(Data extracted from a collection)
--------------------

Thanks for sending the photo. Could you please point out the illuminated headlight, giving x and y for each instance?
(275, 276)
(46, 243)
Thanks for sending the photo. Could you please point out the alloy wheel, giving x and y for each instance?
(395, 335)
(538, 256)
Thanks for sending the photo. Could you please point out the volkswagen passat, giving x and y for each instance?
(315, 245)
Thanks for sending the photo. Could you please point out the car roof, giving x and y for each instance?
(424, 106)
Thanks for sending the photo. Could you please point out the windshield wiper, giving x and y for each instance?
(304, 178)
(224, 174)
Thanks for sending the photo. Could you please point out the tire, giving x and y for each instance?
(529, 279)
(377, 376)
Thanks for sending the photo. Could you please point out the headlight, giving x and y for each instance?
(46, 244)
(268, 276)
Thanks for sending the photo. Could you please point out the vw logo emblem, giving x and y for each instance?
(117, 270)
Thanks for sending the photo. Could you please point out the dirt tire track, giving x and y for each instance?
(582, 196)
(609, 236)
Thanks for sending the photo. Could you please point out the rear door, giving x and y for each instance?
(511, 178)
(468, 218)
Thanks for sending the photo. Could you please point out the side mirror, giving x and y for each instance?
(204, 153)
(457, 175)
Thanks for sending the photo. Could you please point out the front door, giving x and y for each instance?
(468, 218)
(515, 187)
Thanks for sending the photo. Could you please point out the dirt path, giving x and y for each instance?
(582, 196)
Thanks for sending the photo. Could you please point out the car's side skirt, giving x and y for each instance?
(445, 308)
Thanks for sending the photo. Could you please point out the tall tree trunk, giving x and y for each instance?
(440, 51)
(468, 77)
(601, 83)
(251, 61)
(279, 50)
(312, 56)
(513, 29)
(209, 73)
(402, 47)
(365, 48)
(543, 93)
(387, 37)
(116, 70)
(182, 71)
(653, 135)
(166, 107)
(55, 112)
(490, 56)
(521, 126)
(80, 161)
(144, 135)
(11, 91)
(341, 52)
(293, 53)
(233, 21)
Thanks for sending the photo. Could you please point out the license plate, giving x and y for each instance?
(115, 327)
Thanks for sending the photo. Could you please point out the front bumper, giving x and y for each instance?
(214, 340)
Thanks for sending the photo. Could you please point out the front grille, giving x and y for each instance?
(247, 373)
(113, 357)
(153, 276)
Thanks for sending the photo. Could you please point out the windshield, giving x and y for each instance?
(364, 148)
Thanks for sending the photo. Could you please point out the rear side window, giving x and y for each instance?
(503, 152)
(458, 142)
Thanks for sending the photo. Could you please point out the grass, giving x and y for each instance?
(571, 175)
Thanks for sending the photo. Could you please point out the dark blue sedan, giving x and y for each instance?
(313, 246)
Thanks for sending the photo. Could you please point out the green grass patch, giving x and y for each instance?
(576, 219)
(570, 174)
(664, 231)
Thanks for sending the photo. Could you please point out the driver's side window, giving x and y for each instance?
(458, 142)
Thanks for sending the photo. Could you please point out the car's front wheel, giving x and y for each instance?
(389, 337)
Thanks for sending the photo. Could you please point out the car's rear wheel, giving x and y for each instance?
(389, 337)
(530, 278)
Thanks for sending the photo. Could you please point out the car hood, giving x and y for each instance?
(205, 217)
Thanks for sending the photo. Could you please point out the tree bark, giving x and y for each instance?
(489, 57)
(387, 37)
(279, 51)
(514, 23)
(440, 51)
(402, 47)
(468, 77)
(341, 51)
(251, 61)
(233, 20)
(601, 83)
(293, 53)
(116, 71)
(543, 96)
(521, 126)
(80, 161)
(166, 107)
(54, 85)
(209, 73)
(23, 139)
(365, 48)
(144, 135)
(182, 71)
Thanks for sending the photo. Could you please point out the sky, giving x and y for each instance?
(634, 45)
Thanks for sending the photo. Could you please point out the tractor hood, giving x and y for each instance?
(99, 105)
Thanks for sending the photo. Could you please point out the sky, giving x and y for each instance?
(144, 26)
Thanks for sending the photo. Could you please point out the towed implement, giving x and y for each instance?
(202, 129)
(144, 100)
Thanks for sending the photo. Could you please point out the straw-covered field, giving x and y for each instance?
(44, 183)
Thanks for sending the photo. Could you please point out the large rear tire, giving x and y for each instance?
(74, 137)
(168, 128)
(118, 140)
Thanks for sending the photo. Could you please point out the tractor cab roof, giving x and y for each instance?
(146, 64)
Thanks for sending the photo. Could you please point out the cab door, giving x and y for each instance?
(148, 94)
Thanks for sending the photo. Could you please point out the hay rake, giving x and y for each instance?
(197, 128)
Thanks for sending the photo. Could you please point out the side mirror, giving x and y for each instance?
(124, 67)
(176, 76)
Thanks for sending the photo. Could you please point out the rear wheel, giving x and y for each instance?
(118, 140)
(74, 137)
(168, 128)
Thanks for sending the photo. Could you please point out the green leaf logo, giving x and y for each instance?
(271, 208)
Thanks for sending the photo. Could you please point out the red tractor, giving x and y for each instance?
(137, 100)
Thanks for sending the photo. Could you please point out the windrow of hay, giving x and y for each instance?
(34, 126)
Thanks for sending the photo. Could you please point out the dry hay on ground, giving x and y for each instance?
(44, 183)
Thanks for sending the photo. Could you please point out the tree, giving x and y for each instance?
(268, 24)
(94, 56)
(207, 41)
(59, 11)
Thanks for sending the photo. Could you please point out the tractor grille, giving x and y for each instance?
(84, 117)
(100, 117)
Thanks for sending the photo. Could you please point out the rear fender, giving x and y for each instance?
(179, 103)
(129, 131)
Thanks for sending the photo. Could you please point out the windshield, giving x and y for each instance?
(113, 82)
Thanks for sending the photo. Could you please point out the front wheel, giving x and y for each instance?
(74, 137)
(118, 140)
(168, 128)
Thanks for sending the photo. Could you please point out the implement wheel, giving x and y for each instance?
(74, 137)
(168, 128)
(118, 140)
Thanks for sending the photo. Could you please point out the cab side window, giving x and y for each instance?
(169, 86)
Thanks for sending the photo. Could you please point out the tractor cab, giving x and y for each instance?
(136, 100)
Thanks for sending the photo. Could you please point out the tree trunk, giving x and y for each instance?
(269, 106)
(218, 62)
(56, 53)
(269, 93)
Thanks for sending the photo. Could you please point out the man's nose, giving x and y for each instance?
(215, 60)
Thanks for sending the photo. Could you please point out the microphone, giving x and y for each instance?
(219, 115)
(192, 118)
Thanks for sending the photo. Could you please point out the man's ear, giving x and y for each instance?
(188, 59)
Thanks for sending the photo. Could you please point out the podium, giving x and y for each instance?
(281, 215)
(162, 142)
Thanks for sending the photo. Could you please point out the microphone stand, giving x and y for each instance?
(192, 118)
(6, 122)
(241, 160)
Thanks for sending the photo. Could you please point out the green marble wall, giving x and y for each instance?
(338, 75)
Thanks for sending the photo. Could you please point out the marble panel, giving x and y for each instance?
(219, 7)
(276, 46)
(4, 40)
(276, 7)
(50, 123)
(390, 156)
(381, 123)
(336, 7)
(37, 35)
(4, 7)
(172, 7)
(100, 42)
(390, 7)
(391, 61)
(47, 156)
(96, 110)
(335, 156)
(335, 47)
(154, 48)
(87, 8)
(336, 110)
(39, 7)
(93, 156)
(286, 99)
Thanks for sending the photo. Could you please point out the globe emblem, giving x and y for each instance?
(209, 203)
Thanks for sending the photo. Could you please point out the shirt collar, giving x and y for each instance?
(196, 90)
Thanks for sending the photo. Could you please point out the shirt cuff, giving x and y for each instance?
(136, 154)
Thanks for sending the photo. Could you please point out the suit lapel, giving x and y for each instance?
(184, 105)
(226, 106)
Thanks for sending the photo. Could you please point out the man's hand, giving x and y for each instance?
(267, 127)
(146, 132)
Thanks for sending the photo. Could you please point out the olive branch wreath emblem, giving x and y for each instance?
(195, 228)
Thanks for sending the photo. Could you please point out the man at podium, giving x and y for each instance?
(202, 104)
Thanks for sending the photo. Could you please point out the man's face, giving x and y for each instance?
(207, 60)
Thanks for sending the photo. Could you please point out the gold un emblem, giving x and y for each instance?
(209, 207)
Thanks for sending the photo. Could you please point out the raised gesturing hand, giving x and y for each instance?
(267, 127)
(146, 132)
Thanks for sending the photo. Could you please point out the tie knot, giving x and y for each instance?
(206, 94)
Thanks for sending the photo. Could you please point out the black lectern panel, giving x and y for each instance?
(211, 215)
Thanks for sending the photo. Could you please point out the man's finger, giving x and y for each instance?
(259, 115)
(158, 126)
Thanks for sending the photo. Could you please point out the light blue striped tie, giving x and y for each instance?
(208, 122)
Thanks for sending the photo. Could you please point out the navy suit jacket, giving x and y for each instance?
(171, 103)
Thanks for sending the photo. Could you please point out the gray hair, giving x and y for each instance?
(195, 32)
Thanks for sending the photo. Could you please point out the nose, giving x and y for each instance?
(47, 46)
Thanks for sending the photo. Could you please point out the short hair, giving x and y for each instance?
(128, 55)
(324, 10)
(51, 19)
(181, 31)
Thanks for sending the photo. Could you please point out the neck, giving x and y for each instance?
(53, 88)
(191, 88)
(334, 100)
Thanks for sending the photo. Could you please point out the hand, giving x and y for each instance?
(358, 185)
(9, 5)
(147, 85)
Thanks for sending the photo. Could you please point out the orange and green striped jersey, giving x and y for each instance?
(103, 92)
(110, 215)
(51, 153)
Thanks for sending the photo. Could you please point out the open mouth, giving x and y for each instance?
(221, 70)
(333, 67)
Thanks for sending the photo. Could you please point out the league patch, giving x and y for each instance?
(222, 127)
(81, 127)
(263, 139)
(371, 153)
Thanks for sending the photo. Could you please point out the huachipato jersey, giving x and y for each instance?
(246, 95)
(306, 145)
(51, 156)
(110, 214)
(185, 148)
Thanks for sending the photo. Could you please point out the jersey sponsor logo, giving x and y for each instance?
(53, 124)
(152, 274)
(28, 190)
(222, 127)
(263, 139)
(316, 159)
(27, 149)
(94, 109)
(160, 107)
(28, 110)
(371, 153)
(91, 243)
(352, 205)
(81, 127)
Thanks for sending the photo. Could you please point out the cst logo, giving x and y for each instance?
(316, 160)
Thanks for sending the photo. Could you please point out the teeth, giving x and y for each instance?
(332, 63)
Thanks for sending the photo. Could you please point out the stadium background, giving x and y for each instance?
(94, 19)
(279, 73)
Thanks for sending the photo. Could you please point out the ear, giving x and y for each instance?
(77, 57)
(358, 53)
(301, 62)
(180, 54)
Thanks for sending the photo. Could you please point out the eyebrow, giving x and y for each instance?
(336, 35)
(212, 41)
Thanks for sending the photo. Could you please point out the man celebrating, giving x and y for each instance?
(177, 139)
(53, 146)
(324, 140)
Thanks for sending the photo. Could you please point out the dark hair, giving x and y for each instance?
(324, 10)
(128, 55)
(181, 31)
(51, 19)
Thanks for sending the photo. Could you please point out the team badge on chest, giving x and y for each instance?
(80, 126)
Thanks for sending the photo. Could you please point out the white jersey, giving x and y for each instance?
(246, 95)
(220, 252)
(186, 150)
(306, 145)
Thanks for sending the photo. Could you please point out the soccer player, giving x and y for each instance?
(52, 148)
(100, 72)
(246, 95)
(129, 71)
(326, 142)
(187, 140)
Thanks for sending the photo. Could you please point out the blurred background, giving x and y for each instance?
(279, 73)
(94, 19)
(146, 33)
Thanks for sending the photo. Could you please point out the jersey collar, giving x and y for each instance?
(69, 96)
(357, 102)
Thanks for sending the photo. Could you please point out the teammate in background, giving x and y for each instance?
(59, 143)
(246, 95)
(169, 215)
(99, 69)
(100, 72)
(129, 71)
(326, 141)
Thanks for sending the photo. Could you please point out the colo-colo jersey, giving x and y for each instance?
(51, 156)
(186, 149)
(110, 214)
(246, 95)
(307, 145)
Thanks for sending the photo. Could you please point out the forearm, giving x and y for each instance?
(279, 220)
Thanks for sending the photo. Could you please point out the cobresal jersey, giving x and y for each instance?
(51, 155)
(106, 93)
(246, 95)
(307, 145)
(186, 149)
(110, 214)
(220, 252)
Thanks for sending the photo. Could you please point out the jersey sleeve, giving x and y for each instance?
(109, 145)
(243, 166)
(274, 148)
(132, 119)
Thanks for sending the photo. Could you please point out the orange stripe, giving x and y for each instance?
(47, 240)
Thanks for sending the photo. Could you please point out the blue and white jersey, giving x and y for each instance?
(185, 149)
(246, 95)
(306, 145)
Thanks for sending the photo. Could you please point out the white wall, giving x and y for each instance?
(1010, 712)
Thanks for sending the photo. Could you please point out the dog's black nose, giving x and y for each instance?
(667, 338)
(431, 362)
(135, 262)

--------------------

What this task involves
Transcribe exactly, and only, the lines from the one bearing "player, giving x and y for each instance?" through the last line of the entries, counting both.

Correct result
Thanks for sending the photo. Could you please point out the soccer player, giving x and y for each instance?
(52, 148)
(100, 72)
(246, 95)
(129, 71)
(326, 142)
(187, 140)
Thanks for sending the photo. Could you please point out the blurred background, giving x and y for each instance?
(279, 73)
(94, 19)
(146, 33)
Thanks for sending the photo. Could you please point out the jersey collar, giving x and y for each instance?
(69, 96)
(357, 102)
Thanks for sending the photo. Could you please point out the teammate in background, giving x and y for each instance?
(59, 143)
(246, 95)
(169, 215)
(99, 69)
(100, 72)
(129, 71)
(326, 141)
Thanks for sending the photo. Could you please point out the colo-colo jersey, giving x and y for each instance?
(51, 156)
(186, 149)
(110, 214)
(246, 95)
(307, 145)
Thanks for sending the photo. Could you please point out the forearm, giving x and y for each instance?
(279, 220)
Thanks for sending the photo. Could you please point out the cobresal jersey, giving x and y for each instance?
(51, 155)
(106, 93)
(246, 95)
(307, 145)
(186, 149)
(110, 214)
(220, 252)
Thanks for sending the photo. Could you please point out the jersey sleeve, giving x and y for each instance?
(109, 145)
(243, 166)
(274, 148)
(132, 119)
Thanks for sending the photo. Could you please point out the orange stripe, giving x and y for each instance?
(47, 240)
Thanks for sending the photo. Could you please point out the blue and white jersey, giving x and y for each instance?
(185, 149)
(246, 95)
(306, 145)
Thanks for sending the photo. Could you please point out the white wall, giving x and y for each instance?
(1010, 712)
Thanks for sending the photo. Could you please point out the dog's black nose, giving x and y for each instance?
(667, 338)
(431, 362)
(135, 262)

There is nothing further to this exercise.